Records
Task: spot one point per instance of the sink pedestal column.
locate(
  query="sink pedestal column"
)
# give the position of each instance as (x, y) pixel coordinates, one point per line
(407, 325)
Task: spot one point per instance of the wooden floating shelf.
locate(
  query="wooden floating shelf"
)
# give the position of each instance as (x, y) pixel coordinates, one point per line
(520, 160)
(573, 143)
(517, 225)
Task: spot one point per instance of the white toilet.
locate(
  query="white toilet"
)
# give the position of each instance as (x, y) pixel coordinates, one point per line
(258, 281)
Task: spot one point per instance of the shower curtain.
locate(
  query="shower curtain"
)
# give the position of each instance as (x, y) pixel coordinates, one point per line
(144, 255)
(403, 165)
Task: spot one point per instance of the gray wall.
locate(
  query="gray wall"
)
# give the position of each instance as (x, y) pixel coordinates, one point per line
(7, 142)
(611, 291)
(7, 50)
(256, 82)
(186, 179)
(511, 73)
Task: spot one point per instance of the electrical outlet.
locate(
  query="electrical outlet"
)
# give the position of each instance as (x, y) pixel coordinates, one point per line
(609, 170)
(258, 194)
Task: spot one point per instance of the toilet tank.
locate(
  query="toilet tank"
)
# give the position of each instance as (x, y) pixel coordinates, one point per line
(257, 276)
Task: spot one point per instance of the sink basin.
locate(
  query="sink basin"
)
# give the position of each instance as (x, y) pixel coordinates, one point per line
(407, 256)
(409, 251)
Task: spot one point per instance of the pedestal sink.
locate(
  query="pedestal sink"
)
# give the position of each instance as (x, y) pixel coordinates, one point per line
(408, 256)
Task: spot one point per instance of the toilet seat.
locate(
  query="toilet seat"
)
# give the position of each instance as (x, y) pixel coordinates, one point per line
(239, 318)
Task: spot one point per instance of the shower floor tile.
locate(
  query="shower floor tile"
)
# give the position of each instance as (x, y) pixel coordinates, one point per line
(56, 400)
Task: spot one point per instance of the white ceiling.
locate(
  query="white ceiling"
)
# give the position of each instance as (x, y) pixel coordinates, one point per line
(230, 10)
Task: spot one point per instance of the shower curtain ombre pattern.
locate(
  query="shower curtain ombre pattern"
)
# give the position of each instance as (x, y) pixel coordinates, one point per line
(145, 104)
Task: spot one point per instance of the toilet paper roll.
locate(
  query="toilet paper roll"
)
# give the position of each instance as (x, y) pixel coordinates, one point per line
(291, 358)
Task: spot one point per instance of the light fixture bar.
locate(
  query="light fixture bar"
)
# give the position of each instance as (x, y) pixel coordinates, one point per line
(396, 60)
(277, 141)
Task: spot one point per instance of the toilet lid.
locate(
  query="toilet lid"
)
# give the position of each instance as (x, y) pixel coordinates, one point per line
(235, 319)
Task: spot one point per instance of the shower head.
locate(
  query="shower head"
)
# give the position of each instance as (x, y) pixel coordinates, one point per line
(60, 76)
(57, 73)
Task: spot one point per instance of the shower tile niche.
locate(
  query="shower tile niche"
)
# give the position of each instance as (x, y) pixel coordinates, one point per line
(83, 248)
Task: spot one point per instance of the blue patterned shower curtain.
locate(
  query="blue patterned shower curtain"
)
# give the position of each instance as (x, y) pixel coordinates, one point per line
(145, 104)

_Set exercise:_ Please quote all of the material above word for word, every line from first to last.

_The response:_
Task: spot one point per instance of the sink pedestal column.
locate(
  query="sink pedestal column"
)
# give the position of each instance as (x, y) pixel coordinates, one point per line
(407, 325)
Task: spot one point per instance of the wooden floating shelf.
locate(
  query="wooden floating shelf"
)
# give the position of each instance as (x, y) pixel coordinates, one point per line
(520, 160)
(573, 143)
(517, 225)
Task: spot one point per instance of the white toilet.
locate(
  query="white toilet"
)
# give the position of each instance as (x, y) pixel coordinates, one point per line
(258, 281)
Task: spot one point per instance of the shower curtain.
locate(
  query="shower curtain"
)
# give the position of each instance as (x, y) pixel coordinates, one point per line
(144, 255)
(403, 165)
Task: spot one point per instance of the gray wall.
locate(
  query="gray wall"
)
# give the position of each instance as (x, y) pixel coordinates, one point per line
(7, 142)
(611, 291)
(7, 50)
(256, 82)
(186, 179)
(511, 73)
Task: spot one point per instance of the electrical outlet.
locate(
  query="electrical outlet"
)
# give the position of each instance as (x, y) pixel coordinates, one point per line
(609, 170)
(258, 194)
Task: spot one point per instance of the toilet tank.
locate(
  query="toilet tank"
)
# give the position of each instance as (x, y) pixel coordinates, one point per line
(257, 276)
Task: spot one point per instance of the sink basin.
locate(
  query="sink basin"
)
# give the position of each instance as (x, y) pixel coordinates, one point per line
(407, 256)
(409, 251)
Task: spot one point per instance of the pedestal sink.
locate(
  query="pedestal sink"
)
# give the position of each instance as (x, y) pixel coordinates, one point per line
(408, 256)
Task: spot one point per instance of the toilet seat.
locate(
  query="toilet seat"
)
# give the position of each instance as (x, y) pixel coordinates, one point per line
(239, 318)
Task: spot one point per instance of the shower floor tile.
locate(
  query="shower floor tile"
)
# give the position of each instance as (x, y) pixel coordinates, one point per line
(56, 400)
Task: spot one point per instance of the white ceiling.
locate(
  query="white ceiling"
)
# give the position of each instance as (x, y) pixel coordinates, one point per line
(230, 10)
Task: spot one point per instance of the shower curtain ombre pattern.
locate(
  query="shower curtain ombre pattern"
)
# give the position of each instance as (x, y) pixel coordinates, one point per line
(145, 104)
Task: spot one point per instance of the toilet paper roll.
locate(
  query="toilet paper roll"
)
# give the position of each instance as (x, y) pixel coordinates, one point per line
(291, 358)
Task: spot one point per instance of the light fixture bar.
locate(
  query="light fixture bar"
)
# give the position of each instance as (x, y) pixel coordinates, one point per line
(396, 60)
(277, 141)
Task: spot one point per instance of the toilet lid.
locate(
  query="toilet lid"
)
# give the position of each instance as (x, y) pixel coordinates, one point per line
(235, 319)
Task: spot one point per instance of the shower head.
locate(
  query="shower head"
)
# give the position of each instance as (x, y) pixel coordinates, one point per line
(60, 76)
(57, 73)
Task: spot one point per instance of the shower tile niche.
locate(
  query="shower tile niche"
)
# give the position of each instance as (x, y) pixel coordinates, one point per line
(83, 248)
Task: spot one point per instance of the blue patterned shower curtain.
locate(
  query="blue patterned shower curtain"
)
# give the position of each instance as (x, y) pixel coordinates, one point per line
(145, 104)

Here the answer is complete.